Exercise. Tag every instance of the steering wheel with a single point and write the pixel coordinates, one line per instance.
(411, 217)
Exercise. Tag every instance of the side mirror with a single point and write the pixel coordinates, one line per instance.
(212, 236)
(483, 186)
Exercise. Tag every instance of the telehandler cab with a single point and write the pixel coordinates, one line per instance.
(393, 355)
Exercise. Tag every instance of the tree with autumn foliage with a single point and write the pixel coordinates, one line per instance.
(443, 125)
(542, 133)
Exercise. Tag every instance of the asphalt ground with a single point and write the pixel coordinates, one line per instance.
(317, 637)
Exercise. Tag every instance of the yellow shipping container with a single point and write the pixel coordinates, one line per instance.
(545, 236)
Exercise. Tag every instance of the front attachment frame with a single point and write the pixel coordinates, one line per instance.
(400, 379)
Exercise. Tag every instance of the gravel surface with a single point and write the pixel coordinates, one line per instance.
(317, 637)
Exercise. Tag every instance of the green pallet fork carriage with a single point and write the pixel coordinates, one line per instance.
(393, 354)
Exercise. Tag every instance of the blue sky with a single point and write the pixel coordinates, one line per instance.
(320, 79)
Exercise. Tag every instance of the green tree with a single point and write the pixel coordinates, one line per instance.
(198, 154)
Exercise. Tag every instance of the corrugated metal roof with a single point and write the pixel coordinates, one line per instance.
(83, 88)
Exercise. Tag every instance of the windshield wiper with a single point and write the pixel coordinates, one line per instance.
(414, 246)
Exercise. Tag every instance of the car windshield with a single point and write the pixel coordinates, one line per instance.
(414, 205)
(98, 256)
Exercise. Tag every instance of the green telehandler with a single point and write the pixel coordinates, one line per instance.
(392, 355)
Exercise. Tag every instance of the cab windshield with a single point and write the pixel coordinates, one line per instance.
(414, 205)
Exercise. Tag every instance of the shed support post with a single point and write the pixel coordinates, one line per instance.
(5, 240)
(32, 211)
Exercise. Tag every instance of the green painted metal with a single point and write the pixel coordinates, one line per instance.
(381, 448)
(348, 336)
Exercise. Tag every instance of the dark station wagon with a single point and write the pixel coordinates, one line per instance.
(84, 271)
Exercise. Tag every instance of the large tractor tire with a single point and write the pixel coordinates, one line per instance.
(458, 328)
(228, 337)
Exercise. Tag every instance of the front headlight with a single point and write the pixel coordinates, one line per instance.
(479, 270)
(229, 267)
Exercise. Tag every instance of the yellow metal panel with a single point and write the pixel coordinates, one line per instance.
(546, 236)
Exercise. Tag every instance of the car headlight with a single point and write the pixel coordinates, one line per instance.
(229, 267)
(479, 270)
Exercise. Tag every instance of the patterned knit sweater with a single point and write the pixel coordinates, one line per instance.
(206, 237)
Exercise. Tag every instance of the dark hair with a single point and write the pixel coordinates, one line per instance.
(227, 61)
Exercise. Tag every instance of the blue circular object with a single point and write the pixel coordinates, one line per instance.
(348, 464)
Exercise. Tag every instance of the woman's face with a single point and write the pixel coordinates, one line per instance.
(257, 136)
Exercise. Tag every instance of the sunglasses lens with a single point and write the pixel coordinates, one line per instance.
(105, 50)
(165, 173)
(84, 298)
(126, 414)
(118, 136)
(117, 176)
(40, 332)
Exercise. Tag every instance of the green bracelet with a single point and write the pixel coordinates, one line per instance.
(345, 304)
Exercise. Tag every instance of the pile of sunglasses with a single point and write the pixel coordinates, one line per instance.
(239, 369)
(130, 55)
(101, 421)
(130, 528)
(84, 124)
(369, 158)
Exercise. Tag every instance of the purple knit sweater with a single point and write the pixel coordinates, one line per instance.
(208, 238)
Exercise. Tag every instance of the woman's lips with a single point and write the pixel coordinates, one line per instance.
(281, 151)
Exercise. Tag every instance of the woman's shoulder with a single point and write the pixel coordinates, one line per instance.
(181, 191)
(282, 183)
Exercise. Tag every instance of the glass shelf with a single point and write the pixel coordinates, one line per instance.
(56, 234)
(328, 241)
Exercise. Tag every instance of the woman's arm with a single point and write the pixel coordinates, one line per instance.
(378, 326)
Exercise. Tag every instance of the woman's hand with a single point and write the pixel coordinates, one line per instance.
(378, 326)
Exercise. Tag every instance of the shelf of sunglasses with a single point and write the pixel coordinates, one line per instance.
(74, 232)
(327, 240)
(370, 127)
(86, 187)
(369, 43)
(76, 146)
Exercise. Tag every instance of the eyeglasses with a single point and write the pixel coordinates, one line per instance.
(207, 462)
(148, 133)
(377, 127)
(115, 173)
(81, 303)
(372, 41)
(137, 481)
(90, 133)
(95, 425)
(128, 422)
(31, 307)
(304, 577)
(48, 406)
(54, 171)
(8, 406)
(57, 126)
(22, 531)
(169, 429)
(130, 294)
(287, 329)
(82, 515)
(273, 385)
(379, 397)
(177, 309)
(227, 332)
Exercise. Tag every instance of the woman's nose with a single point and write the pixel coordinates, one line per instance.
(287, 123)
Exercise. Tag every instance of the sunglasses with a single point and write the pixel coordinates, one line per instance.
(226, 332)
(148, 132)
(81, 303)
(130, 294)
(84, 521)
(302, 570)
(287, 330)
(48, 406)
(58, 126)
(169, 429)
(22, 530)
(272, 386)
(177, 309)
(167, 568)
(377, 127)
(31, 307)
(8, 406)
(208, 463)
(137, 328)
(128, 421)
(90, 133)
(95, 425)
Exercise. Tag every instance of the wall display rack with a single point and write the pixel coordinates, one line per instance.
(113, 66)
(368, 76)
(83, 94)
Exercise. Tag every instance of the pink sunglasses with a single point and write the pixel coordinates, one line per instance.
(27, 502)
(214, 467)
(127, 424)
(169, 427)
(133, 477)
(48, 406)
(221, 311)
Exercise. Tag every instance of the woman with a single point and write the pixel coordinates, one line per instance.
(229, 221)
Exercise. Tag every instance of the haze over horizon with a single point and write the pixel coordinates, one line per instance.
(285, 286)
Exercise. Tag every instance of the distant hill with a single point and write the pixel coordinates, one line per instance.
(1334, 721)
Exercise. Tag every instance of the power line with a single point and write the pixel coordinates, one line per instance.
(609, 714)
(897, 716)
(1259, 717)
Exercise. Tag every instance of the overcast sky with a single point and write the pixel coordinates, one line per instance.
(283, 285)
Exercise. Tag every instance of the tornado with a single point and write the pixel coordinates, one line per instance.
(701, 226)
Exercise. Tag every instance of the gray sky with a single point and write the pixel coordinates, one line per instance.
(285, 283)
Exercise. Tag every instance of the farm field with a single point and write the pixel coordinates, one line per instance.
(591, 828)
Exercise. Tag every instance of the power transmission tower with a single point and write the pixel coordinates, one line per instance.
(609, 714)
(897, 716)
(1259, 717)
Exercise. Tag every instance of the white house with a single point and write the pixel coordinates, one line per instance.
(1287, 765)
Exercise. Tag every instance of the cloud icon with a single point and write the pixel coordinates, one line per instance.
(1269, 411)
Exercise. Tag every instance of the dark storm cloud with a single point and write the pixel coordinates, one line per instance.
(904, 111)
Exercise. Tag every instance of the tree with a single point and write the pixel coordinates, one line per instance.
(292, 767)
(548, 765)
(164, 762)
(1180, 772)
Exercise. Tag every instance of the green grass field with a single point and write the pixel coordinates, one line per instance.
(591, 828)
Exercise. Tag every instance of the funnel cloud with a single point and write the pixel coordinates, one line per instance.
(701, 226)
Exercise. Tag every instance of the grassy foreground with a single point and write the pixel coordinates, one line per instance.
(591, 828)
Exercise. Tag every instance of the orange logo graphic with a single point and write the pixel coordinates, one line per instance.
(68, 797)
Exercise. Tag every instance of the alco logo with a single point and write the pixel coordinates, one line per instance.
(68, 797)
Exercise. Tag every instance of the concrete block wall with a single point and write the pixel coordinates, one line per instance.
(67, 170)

○ ○ ○

§ Instructions to follow
Reproduce all of the rows above, replacing "single point" with "single dot" wherever it occurs and leaving everything else unchanged.

§ Written answer
Exercise. Tag every instance of the steering wheel with a single dot and write the pixel coordinates, one line per instance.
(411, 217)
Exercise. Tag every instance of the side mirror with a single dot and write the pixel coordinates, one line per instance.
(212, 236)
(483, 186)
Exercise. Tag every instance of the telehandler cab with a single dot and write the pixel coordinates, one line per instance.
(393, 355)
Exercise. Tag every instance of the tree with autumn foliage with a single dot and write the pixel coordinates, one line per instance.
(443, 125)
(542, 133)
Exercise. Tag every instance of the asphalt ground with a single dot and write the pixel coordinates, one line per instance.
(317, 637)
Exercise. Tag every instance of the yellow shipping container with a single dot and write the pixel coordinates, one line per instance.
(545, 236)
Exercise. Tag every instance of the front attachment frame with a single dot and write the pixel coordinates, one line per instance.
(400, 379)
Exercise. Tag every instance of the gravel surface with a single dot and write the pixel coordinates, one line per instance.
(317, 637)
Exercise. Tag every instance of the green pallet fork carriage with a single dot and write the pixel coordinates, one line per instance.
(393, 354)
Exercise. Tag every instance of the blue sky with a single dot and write the pixel coordinates, one line per instance.
(320, 79)
Exercise. Tag every instance of the green tree with a single dot and write the pixel coordinates, one line per instance.
(198, 154)
Exercise. Tag every instance of the corrugated metal roof with a single dot and write the pixel coordinates, one line per instance.
(83, 88)
Exercise. Tag every instance of the windshield wiper with a single dot and write the pixel coordinates, one line per instance.
(414, 246)
Exercise. Tag every instance of the car windshield with a single dot and write the pixel coordinates, one line per instance.
(414, 205)
(98, 256)
Exercise. Tag every instance of the green telehandler with a single dot and write the pixel coordinates, one line per instance.
(392, 355)
Exercise. Tag every instance of the cab windshield with a single dot and write the pixel coordinates, one line per instance.
(414, 205)
Exercise. Tag every instance of the shed support post with a single dot and write the pixel coordinates, one line per instance.
(5, 240)
(32, 211)
Exercise. Tag every instance of the green painted metal with a single dot and write the pixel coordinates, one line per instance.
(381, 448)
(348, 336)
Exercise. Tag every instance of the dark station wagon with a single dot and write the pixel coordinates, one line per instance.
(84, 271)
Exercise. Tag every instance of the large tractor tire with a single dot and write the pixel coordinates, one line per instance.
(458, 328)
(228, 337)
Exercise. Tag every instance of the front headlight with a single dot and write the pixel coordinates, one line per instance.
(479, 270)
(229, 267)
Exercise. Tag every instance of the yellow metal panel with a single dot and write the pixel coordinates, one line per instance.
(546, 236)
Exercise. Tag every instance of the car headlight with a single dot and write the pixel coordinates, one line per instance.
(229, 267)
(479, 270)
Exercise. Tag every instance of the patterned knit sweater with a single dot and write the pixel coordinates, one line per instance.
(206, 237)
Exercise. Tag every instance of the dark hair with a single dot and write the pixel coordinates, one line per instance.
(227, 61)
Exercise. Tag every instance of the blue circular object with a single dot and write the pixel coordinates, one line per instance.
(348, 464)
Exercise. Tag every instance of the woman's face with a single dot and write the pixel coordinates, one line per instance.
(257, 136)
Exercise. Tag every instance of the sunglasses lens with a single dot and write the pixel coordinates, one line per instance.
(105, 50)
(165, 173)
(84, 298)
(126, 414)
(118, 136)
(117, 176)
(40, 332)
Exercise. Tag every instance of the green bracelet with a single dot and write the pixel coordinates, one line per instance.
(345, 304)
Exercise. Tag every instance of the pile of sunglasses with a single dot and write the pixel coordinates, one line per instance.
(239, 369)
(130, 55)
(101, 421)
(130, 528)
(84, 124)
(369, 158)
Exercise. Tag every instance of the purple knit sweater with a single dot and write the pixel coordinates, one line per instance.
(208, 238)
Exercise. Tag every instance of the woman's lips with a single dot and write the pixel coordinates, one line per instance.
(281, 151)
Exercise. Tag every instance of the woman's shoulder with a single dot and write the pixel coordinates, one line per instance.
(181, 191)
(282, 183)
Exercise. Tag every instance of the glass shelf with a single dot and write the pixel coordinates, one line per instance.
(56, 234)
(328, 241)
Exercise. Tag every instance of the woman's arm with a single dot and write the pixel coordinates, one line per instance.
(378, 326)
Exercise. Tag every instance of the woman's hand with a single dot and write the pixel coordinates, one line per instance.
(378, 326)
Exercise. Tag every instance of the shelf of sunglasses with a single dot and write the pixel coordinates, one line per instance.
(74, 232)
(327, 240)
(370, 127)
(86, 187)
(369, 43)
(76, 146)
Exercise. Tag every instance of the eyeglasses with a single dot and write the pixel coordinates, one line per instance.
(207, 462)
(148, 133)
(377, 127)
(115, 173)
(81, 303)
(372, 41)
(137, 481)
(90, 133)
(95, 425)
(128, 422)
(31, 307)
(304, 577)
(48, 406)
(54, 171)
(8, 406)
(57, 126)
(22, 531)
(169, 429)
(130, 294)
(287, 329)
(82, 515)
(273, 385)
(379, 397)
(177, 309)
(227, 332)
Exercise. Tag every instance of the woman's nose with a single dot and write the pixel coordinates, one line per instance.
(287, 123)
Exercise. Tag every instance of the sunglasses with a single dot and write the pixel coordinates, one line per instance.
(226, 332)
(148, 132)
(81, 303)
(130, 294)
(84, 521)
(302, 570)
(287, 330)
(48, 406)
(58, 126)
(169, 429)
(22, 530)
(272, 386)
(177, 309)
(167, 568)
(377, 127)
(31, 307)
(8, 406)
(208, 463)
(137, 328)
(128, 421)
(90, 133)
(95, 425)
Exercise. Tag every instance of the wall display rack with a single dot and write the pixel coordinates, one line per instance.
(113, 66)
(368, 76)
(83, 94)
Exercise. Tag every instance of the pink sunglasses with a single dot and write the pixel coordinates, one line per instance.
(27, 502)
(214, 467)
(127, 424)
(169, 427)
(133, 477)
(48, 406)
(221, 311)
Exercise. Tag every instance of the woman with a single dot and write the pixel coordinates, one line per instance.
(229, 221)
Exercise. Tag every instance of the haze over horizon with a single dot and write the pixel coordinates, one line per instance.
(285, 286)
Exercise. Tag every instance of the distant hill with a single dot and write the pixel coordinates, one line per instance.
(1334, 721)
Exercise. Tag every instance of the power line with a single dot and write the pixel coordinates, one line per instance.
(609, 714)
(897, 716)
(1259, 717)
Exercise. Tag every instance of the overcast sky with a single dot and write the pixel coordinates, one line per instance.
(283, 285)
Exercise. Tag every instance of the tornado with a single dot and write the pixel coordinates, one line per instance.
(701, 226)
Exercise. Tag every instance of the gray sky with a single dot and write the pixel coordinates, one line per instance.
(285, 283)
Exercise. Tag every instance of the farm field with a single dot and write the pixel coordinates, one line per instance.
(591, 828)
Exercise. Tag every instance of the power transmission tower with a single dot and write the pixel coordinates, one line per instance.
(609, 714)
(897, 716)
(1259, 717)
Exercise. Tag every instance of the white house with a single dot and write the pixel coordinates, one line per instance.
(1287, 765)
Exercise. Tag every instance of the cloud icon with a single dot and write the pixel coordinates, one line per instance.
(1269, 411)
Exercise. Tag every instance of the dark storm cloud with a single dot and write the pixel coordinates, one line per instance.
(904, 111)
Exercise. Tag every instance of the tree with a single dot and write the pixel coordinates, one line per instance.
(292, 767)
(548, 765)
(164, 762)
(1180, 772)
Exercise. Tag every instance of the green grass field with a single dot and write the pixel coordinates, one line per instance.
(591, 828)
Exercise. Tag every instance of the funnel cloud with a single dot and write the pixel coordinates, one line per instance.
(701, 226)
Exercise. Tag every instance of the grassy foreground with a single dot and write the pixel coordinates, one line per instance.
(591, 828)
Exercise. Tag every instance of the orange logo graphic with a single dot and write the pixel coordinates, one line per instance.
(68, 797)
Exercise. Tag every instance of the alco logo with a single dot and write the pixel coordinates, one line per instance.
(68, 797)
Exercise. Tag every instance of the concrete block wall with a single dot and write the pixel coordinates, one line per instance.
(67, 170)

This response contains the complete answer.